▶ **STATED EXERCISE**
Rewrite all the records below, switching each instance of "outline" to "contour" and leaving everything else unchanged.

** START **

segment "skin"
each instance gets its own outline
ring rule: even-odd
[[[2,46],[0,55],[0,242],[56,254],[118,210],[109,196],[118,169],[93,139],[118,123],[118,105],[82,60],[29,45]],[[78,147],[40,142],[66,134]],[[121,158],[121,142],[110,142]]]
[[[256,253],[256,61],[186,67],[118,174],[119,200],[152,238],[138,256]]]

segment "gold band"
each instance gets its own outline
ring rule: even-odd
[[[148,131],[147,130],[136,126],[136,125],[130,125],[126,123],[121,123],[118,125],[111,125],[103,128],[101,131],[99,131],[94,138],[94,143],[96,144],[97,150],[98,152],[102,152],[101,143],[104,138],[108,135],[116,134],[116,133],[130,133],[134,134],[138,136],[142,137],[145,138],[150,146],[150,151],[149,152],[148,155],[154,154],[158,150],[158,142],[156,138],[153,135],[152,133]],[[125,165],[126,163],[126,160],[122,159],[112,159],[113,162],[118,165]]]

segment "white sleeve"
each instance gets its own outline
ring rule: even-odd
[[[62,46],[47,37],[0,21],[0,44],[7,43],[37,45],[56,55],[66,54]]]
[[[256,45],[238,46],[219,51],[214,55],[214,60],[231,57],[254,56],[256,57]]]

** END **

▶ **EXERCISE RESPONSE**
segment "skin"
each instance gets its own contour
ring rule: even-odd
[[[2,46],[0,55],[0,242],[56,254],[118,210],[109,196],[118,169],[93,139],[118,123],[118,105],[82,60],[29,45]],[[78,147],[40,142],[66,134]],[[121,158],[121,142],[110,142]]]
[[[256,253],[256,61],[186,67],[118,174],[119,200],[152,238],[138,256]]]

segment "gold band"
each instance gets its own contour
ring rule: even-odd
[[[148,131],[147,130],[136,126],[136,125],[130,125],[126,123],[121,123],[118,125],[111,125],[103,128],[101,131],[99,131],[94,138],[94,143],[96,144],[97,150],[98,152],[102,152],[101,143],[104,138],[108,135],[116,134],[116,133],[130,133],[134,134],[138,136],[142,137],[145,138],[150,146],[150,151],[149,152],[148,155],[154,154],[158,150],[158,142],[156,138],[153,135],[152,133]],[[125,165],[126,163],[126,160],[122,159],[112,159],[113,162],[118,165]]]

segment "white sleeve"
each instance gets its own contour
ring rule: even-odd
[[[62,46],[47,37],[0,21],[0,44],[7,43],[37,45],[56,55],[66,54]]]
[[[256,45],[238,46],[219,51],[214,55],[214,60],[231,57],[254,56],[256,57]]]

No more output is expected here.